AIM
Please put every line of the listing below into a numbered list, skipping any blank lines.

* START *

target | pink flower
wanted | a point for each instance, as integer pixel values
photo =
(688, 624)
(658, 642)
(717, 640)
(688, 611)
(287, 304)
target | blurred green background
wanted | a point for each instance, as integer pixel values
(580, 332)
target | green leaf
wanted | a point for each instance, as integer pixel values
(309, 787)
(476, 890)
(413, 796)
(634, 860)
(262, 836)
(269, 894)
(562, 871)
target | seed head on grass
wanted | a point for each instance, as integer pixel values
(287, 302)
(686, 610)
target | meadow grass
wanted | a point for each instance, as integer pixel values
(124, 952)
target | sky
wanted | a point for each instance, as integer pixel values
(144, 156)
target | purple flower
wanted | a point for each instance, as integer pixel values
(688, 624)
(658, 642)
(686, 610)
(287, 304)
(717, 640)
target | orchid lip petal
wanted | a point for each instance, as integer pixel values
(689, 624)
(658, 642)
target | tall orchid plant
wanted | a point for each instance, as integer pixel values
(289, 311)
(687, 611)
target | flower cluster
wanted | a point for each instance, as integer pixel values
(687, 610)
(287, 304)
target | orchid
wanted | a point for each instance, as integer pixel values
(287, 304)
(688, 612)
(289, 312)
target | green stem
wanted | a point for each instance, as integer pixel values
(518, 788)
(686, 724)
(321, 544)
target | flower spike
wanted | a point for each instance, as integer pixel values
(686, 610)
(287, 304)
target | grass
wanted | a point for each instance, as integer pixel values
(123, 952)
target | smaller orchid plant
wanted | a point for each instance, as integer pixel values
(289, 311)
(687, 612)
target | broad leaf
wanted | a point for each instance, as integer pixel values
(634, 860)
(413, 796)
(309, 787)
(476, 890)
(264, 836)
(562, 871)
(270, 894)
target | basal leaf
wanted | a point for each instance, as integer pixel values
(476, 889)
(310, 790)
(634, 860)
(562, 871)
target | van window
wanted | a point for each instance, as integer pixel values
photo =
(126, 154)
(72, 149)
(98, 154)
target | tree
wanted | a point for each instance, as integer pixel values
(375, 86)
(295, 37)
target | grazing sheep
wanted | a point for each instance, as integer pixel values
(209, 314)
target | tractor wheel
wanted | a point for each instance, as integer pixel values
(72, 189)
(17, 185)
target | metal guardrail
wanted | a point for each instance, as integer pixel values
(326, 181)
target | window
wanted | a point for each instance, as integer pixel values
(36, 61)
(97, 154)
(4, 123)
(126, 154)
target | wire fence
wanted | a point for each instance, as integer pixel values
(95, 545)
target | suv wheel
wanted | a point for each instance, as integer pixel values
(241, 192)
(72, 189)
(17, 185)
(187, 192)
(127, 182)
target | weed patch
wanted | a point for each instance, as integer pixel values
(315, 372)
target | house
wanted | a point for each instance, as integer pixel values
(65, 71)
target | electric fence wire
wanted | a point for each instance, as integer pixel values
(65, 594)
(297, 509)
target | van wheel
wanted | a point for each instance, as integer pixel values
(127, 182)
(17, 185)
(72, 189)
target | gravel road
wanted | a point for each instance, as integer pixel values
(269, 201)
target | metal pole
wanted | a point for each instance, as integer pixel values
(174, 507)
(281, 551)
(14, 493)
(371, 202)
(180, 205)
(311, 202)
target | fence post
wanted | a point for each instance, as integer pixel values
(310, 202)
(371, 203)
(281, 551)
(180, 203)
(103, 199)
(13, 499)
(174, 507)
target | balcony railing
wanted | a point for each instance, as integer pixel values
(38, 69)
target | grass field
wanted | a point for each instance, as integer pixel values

* END *

FULL ANSWER
1. target | pink flower
2. wanted | a point for each instance, as integer pixel values
3. photo =
4. (688, 624)
5. (658, 642)
6. (717, 640)
7. (688, 611)
8. (287, 304)
9. target | blurred green background
10. wanted | a point for each instance, as integer pixel values
11. (580, 332)
12. target | green leaf
13. wanted | a point for each instance, as integer pixel values
14. (309, 787)
15. (476, 890)
16. (413, 796)
17. (634, 860)
18. (262, 836)
19. (269, 894)
20. (562, 871)
21. target | seed head on grass
22. wanted | a point for each instance, as integer pixel values
23. (287, 302)
24. (686, 610)
25. target | meadow grass
26. wanted | a point for each instance, as integer pixel values
27. (124, 952)
28. target | sky
29. wanted | a point for each instance, as integer pixel values
30. (144, 156)
31. target | purple flower
32. wanted | a point for each instance, as integer pixel values
33. (688, 624)
34. (658, 642)
35. (686, 610)
36. (287, 304)
37. (717, 640)
38. target | orchid lip petal
39. wanted | a point for each instance, as integer pixel values
40. (689, 624)
41. (658, 642)
42. target | tall orchid plant
43. wanted | a point for each instance, as integer pixel values
44. (289, 311)
45. (687, 611)
46. target | flower cluster
47. wanted | a point for each instance, as integer pixel values
48. (687, 610)
49. (287, 304)
50. target | orchid
51. wanted | a point for each instance, as integer pixel values
52. (287, 304)
53. (688, 612)
54. (289, 312)
55. target | green stem
56. wanted | a point for each instance, as integer pixel values
57. (518, 788)
58. (686, 724)
59. (321, 544)
60. target | flower spike
61. wanted | a point for each instance, as integer pixel values
62. (686, 610)
63. (287, 304)
64. target | grass
65. wanted | a point for each instance, as integer pixel values
66. (123, 952)
67. target | smaller orchid plant
68. wanted | a point for each instance, as integer pixel values
69. (289, 311)
70. (687, 612)
71. target | broad leaf
72. wanted | a point for each instance, as integer pixel values
73. (634, 860)
74. (413, 796)
75. (309, 787)
76. (476, 890)
77. (264, 836)
78. (562, 871)
79. (270, 894)
80. target | basal leaf
81. wanted | a point for each instance, as integer pixel values
82. (476, 889)
83. (310, 790)
84. (634, 860)
85. (562, 871)
86. target | van window
87. wanted | a point for each instance, as integer pixel values
88. photo =
89. (126, 154)
90. (72, 149)
91. (98, 154)
92. target | tree
93. wanted | a point for each instance, as integer pixel values
94. (375, 86)
95. (295, 37)
96. target | grazing sheep
97. wanted | a point for each instance, as integer pixel values
98. (209, 314)
99. target | tractor wheel
100. wanted | a point for each instance, as integer pixel values
101. (72, 189)
102. (17, 185)
103. target | metal guardrail
104. wanted | a point for each instance, as integer pixel values
105. (326, 181)
106. target | window
107. wanted | a point for each instance, as integer pixel values
108. (36, 61)
109. (97, 154)
110. (4, 123)
111. (126, 154)
112. target | wire fence
113. wanted | a point for each instance, as integer pixel values
114. (95, 545)
115. target | suv wheel
116. wanted | a point for each instance, as integer pixel values
117. (241, 192)
118. (72, 189)
119. (17, 185)
120. (187, 192)
121. (127, 182)
122. target | weed patch
123. wanted | a point for each instance, as integer pixel values
124. (315, 372)
125. target | house
126. wanted | a point for each instance, as integer pixel values
127. (65, 71)
128. target | electric fence wire
129. wanted | a point for each instance, as integer pixel values
130. (65, 594)
131. (297, 509)
132. target | van wheel
133. wanted | a point for each instance, as integer pixel values
134. (127, 182)
135. (17, 185)
136. (72, 189)
137. target | gravel road
138. wanted | a point for each instance, as integer pixel values
139. (269, 201)
140. target | metal pole
141. wanted | a point for each instance, as integer pixel values
142. (174, 507)
143. (281, 551)
144. (14, 493)
145. (371, 202)
146. (180, 205)
147. (311, 202)
148. target | fence post
149. wanted | a point for each instance, as integer pixel values
150. (310, 202)
151. (371, 203)
152. (281, 551)
153. (180, 203)
154. (103, 199)
155. (13, 499)
156. (174, 507)
157. target | balcony railing
158. wanted | a point for each instance, as integer pixel values
159. (38, 69)
160. target | grass field
161. wanted | a point for each instance, as integer pixel values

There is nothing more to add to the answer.